Reproduce the data in full, exactly as given, leaving images out.

***

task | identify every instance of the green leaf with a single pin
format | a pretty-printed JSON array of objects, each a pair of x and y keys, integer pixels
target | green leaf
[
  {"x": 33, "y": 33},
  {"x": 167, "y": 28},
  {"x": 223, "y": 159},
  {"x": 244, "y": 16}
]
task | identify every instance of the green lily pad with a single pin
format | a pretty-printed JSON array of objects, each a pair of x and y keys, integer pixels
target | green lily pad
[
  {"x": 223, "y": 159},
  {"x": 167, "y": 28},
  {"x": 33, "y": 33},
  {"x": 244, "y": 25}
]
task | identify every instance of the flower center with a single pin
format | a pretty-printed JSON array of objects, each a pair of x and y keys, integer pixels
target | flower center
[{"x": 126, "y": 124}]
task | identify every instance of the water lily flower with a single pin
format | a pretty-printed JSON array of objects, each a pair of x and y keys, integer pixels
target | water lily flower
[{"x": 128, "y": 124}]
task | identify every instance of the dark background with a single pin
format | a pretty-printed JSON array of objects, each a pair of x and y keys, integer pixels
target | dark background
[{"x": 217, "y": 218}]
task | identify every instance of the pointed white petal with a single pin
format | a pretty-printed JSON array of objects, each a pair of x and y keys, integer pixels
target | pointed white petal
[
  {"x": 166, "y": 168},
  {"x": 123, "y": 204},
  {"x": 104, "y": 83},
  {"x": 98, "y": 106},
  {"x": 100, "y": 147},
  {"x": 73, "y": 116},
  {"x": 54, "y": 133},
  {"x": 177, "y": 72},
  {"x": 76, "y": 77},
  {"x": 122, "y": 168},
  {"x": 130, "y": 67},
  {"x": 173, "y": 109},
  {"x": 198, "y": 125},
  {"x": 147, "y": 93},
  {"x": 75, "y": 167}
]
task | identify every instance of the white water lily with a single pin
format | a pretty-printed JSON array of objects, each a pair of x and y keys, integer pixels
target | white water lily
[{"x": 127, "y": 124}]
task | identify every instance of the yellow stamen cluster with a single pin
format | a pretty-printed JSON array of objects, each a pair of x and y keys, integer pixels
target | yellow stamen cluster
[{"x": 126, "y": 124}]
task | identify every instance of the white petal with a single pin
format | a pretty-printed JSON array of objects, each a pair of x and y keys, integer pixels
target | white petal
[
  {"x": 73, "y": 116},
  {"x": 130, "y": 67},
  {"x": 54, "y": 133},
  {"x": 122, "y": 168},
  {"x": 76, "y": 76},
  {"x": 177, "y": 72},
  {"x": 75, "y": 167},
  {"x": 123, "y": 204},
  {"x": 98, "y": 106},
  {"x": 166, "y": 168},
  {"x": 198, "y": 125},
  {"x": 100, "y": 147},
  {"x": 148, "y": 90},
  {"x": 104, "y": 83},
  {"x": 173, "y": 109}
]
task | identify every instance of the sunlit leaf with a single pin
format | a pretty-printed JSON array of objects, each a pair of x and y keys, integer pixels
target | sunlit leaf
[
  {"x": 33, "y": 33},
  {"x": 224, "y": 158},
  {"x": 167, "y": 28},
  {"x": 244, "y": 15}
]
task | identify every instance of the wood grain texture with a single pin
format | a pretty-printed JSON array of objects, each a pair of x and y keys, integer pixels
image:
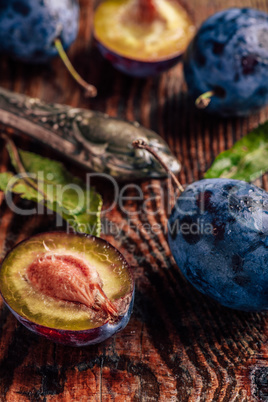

***

Answer for the task:
task | identify every instance of the green leaf with a single pin
format | a pretty-printed JSON array of objects, each a pair of x and y keys, integer pixels
target | green leaf
[
  {"x": 33, "y": 33},
  {"x": 167, "y": 28},
  {"x": 223, "y": 159},
  {"x": 244, "y": 16}
]
task | identify every instance of the green lily pad with a single pin
format | a pretty-printed JSON array of objects, each a pair of x and y keys, integer pixels
target | green lily pad
[
  {"x": 223, "y": 159},
  {"x": 167, "y": 28},
  {"x": 33, "y": 33},
  {"x": 244, "y": 25}
]
task | identify every instance of the flower center with a single pin
format | a pretty-printed JSON array of objects, each a pair of x and y keys, integer pixels
target | flower center
[{"x": 126, "y": 124}]
task | identify every instance of the water lily flower with a single pin
format | a pretty-printed JSON array of objects, each a pair of x and y keys, integer pixels
target | water lily flower
[{"x": 128, "y": 124}]
task | identify every instance of the dark background with a single pin
format | a pretty-printed JSON array of objects, each a pair of x and y keys, integer pixels
target | dark background
[{"x": 217, "y": 218}]
task | identify every instance of the pointed white petal with a single pin
format | a pretty-printed JSON array of objects, each a pair of x and y keys, integer pixels
target | pointed white petal
[
  {"x": 166, "y": 168},
  {"x": 123, "y": 204},
  {"x": 104, "y": 83},
  {"x": 98, "y": 106},
  {"x": 100, "y": 147},
  {"x": 73, "y": 116},
  {"x": 54, "y": 133},
  {"x": 177, "y": 72},
  {"x": 76, "y": 77},
  {"x": 122, "y": 168},
  {"x": 130, "y": 67},
  {"x": 173, "y": 109},
  {"x": 198, "y": 125},
  {"x": 147, "y": 93},
  {"x": 75, "y": 167}
]
task | identify every instance of the white water lily with a single pin
format | a pretty-printed JSON array of objects, each a pair of x and y keys, integer pixels
target | white water lily
[{"x": 127, "y": 124}]
task | identify every instance of the yellow stamen cluster with a single pin
format | a pretty-printed JSON array of objects, each a pair of x and y keys, integer pixels
target | yellow stamen cluster
[{"x": 126, "y": 124}]
task | identify every instance of the white petal with a single pin
format | a pretty-printed JSON array of objects, each a pair of x and y keys, integer pixels
target | white petal
[
  {"x": 73, "y": 116},
  {"x": 130, "y": 67},
  {"x": 54, "y": 133},
  {"x": 122, "y": 168},
  {"x": 76, "y": 76},
  {"x": 177, "y": 72},
  {"x": 75, "y": 167},
  {"x": 123, "y": 204},
  {"x": 98, "y": 106},
  {"x": 166, "y": 168},
  {"x": 198, "y": 125},
  {"x": 100, "y": 147},
  {"x": 148, "y": 90},
  {"x": 104, "y": 83},
  {"x": 173, "y": 109}
]
task | identify every instance of the sunlit leaf with a single pin
format | a pretty-printed JSON array of objects, each a pair of x and y keys, integer pixels
target | sunlit leaf
[
  {"x": 33, "y": 33},
  {"x": 224, "y": 158},
  {"x": 167, "y": 28},
  {"x": 244, "y": 15}
]
task | identify every instance of the wood grain texture with a single pin
format | a pretty-printed JSON array of objects, each a pair of x and y keys, integer pixels
image:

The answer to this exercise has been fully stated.